Task to carry out
Output each entry below as it stands, leaving out every picture.

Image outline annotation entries
----

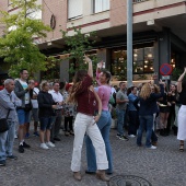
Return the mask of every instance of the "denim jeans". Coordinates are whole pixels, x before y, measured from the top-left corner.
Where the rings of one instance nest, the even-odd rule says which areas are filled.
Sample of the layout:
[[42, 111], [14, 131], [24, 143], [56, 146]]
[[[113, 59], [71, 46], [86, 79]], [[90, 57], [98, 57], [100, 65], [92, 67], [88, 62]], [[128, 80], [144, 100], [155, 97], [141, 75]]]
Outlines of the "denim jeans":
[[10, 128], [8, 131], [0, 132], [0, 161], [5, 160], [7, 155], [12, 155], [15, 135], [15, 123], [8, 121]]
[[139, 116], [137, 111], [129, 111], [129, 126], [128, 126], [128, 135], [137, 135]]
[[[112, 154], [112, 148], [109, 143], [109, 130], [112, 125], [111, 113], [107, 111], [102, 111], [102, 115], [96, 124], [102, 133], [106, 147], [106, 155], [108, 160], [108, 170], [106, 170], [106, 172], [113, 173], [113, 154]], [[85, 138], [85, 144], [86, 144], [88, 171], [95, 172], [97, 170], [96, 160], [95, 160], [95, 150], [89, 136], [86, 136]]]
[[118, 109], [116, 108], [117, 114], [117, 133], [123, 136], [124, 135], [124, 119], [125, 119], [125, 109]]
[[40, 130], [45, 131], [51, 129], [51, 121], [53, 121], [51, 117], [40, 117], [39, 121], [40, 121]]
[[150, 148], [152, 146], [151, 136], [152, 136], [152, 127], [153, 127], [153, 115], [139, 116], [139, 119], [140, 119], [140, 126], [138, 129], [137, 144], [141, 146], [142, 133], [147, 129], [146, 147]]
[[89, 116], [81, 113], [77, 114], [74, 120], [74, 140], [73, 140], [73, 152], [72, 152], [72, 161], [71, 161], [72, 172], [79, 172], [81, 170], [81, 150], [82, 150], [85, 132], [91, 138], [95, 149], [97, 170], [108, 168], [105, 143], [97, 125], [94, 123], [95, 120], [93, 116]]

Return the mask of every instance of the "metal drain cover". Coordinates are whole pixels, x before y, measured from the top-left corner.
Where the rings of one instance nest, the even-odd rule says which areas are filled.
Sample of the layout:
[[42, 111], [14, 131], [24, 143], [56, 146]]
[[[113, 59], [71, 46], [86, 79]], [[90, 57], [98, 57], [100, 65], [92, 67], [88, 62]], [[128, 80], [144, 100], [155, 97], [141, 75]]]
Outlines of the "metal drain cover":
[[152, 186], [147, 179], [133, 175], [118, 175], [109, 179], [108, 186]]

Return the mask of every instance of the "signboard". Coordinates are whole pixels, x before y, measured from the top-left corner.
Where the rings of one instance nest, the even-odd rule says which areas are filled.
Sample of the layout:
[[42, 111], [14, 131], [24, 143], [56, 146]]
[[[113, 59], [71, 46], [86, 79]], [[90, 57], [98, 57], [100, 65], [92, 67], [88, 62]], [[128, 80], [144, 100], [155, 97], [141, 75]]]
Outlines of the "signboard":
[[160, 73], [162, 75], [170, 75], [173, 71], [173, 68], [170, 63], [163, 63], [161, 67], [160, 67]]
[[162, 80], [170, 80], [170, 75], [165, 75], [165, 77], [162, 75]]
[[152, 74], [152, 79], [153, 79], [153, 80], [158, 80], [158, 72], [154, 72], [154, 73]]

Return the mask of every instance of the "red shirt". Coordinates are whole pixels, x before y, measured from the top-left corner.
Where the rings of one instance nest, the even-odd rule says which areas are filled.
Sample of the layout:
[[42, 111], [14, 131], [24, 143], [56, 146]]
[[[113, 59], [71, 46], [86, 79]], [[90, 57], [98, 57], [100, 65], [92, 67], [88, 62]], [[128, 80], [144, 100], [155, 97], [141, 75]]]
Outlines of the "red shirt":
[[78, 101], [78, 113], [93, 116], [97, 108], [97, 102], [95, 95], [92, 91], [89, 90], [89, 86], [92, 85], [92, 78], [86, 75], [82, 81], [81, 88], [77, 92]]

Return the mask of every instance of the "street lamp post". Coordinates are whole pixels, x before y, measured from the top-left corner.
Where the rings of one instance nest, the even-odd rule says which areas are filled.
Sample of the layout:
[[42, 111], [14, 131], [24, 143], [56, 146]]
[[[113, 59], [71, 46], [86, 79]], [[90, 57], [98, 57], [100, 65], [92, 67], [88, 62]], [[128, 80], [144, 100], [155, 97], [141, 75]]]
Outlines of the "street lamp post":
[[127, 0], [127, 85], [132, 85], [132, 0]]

----

Output for this task
Return the mask of every instance of the "denim jeans". Coordinates are whole pixels, x before y, measured from the top-left corner.
Where the rings of one instance nest, the even-odd rule says which areas are filled.
Sample of the layout:
[[42, 111], [14, 131], [24, 143], [56, 146]]
[[[113, 59], [71, 46], [86, 79]], [[90, 57], [98, 57], [100, 65], [92, 67], [88, 62]], [[128, 80], [144, 100], [155, 97], [141, 75]]]
Outlines of the "denim jeans":
[[10, 128], [8, 131], [0, 132], [0, 161], [5, 160], [7, 155], [12, 155], [15, 135], [15, 123], [8, 121]]
[[139, 116], [137, 111], [129, 111], [129, 126], [128, 126], [128, 135], [137, 135]]
[[[112, 154], [112, 148], [109, 143], [109, 130], [112, 125], [111, 113], [107, 111], [102, 111], [102, 115], [96, 124], [102, 133], [106, 147], [106, 155], [108, 160], [108, 170], [106, 170], [106, 172], [113, 173], [113, 154]], [[85, 138], [85, 144], [86, 144], [88, 171], [95, 172], [97, 170], [96, 160], [95, 160], [95, 150], [89, 136], [86, 136]]]
[[118, 109], [116, 108], [117, 114], [117, 133], [123, 136], [124, 135], [124, 119], [125, 119], [125, 109]]
[[40, 130], [45, 131], [51, 129], [51, 121], [53, 121], [51, 117], [40, 117], [39, 121], [40, 121]]
[[150, 148], [152, 146], [151, 136], [152, 136], [152, 127], [153, 127], [153, 115], [139, 116], [139, 119], [140, 119], [140, 126], [138, 129], [137, 144], [141, 146], [142, 133], [147, 129], [146, 147]]
[[89, 116], [81, 113], [77, 114], [74, 120], [74, 140], [73, 140], [73, 152], [72, 152], [72, 161], [71, 161], [72, 172], [79, 172], [81, 170], [81, 150], [82, 150], [85, 132], [91, 138], [95, 149], [97, 170], [108, 168], [105, 143], [97, 125], [94, 123], [95, 120], [93, 116]]

Return the mask of every instance of the "metal drain cover". Coordinates are whole pixels, x before y, measured from the top-left corner.
Where the rings of one instance nest, the even-odd rule says which areas are filled.
Sample of the layout:
[[42, 111], [14, 131], [24, 143], [56, 146]]
[[[113, 59], [71, 46], [86, 79]], [[90, 57], [98, 57], [100, 65], [92, 67], [88, 62]], [[128, 80], [144, 100], [155, 97], [141, 75]]]
Outlines of the "metal drain cover":
[[152, 186], [147, 179], [133, 175], [118, 175], [109, 179], [108, 186]]

Return the mask of every instance of the "signboard". Coordinates are whole pixels, x before y, measured from the top-left corner.
Where the rings of one instance nest, the even-odd rule says which areas are filled.
Sample of the layout:
[[42, 111], [14, 131], [24, 143], [56, 146]]
[[[113, 59], [71, 46], [86, 79]], [[90, 57], [98, 57], [100, 65], [92, 67], [88, 62]], [[128, 80], [144, 100], [155, 97], [141, 75]]]
Outlines of the "signboard":
[[160, 73], [162, 75], [170, 75], [173, 71], [173, 68], [170, 63], [163, 63], [161, 67], [160, 67]]
[[162, 80], [170, 80], [170, 75], [165, 75], [165, 77], [162, 75]]
[[152, 74], [152, 79], [153, 79], [153, 80], [158, 80], [158, 72], [154, 72], [154, 73]]

Return the mask of every instance of the "red shirt". Coordinates are whole pixels, x before y, measured from the top-left corner.
Where the rings of one instance nest, the even-odd rule says which areas are filled.
Sample of the layout:
[[42, 111], [14, 131], [24, 143], [56, 146]]
[[[113, 59], [71, 46], [86, 79]], [[90, 57], [98, 57], [100, 65], [92, 67], [88, 62]], [[128, 80], [144, 100], [155, 97], [141, 75]]]
Outlines of the "red shirt":
[[78, 101], [78, 113], [93, 116], [97, 108], [97, 102], [95, 95], [92, 91], [89, 90], [89, 86], [92, 85], [92, 78], [86, 75], [82, 81], [81, 88], [77, 92]]

Return the mask of every instance of the "street lamp post". Coordinates are whole pixels, x before y, measured from the top-left corner.
Where the rings of one instance nest, the even-odd rule says which areas are filled.
Sample of the layout:
[[42, 111], [14, 131], [24, 143], [56, 146]]
[[[113, 59], [71, 46], [86, 79]], [[90, 57], [98, 57], [100, 65], [92, 67], [88, 62]], [[128, 80], [144, 100], [155, 97], [141, 75]]]
Outlines of the "street lamp post":
[[127, 0], [127, 85], [132, 85], [132, 0]]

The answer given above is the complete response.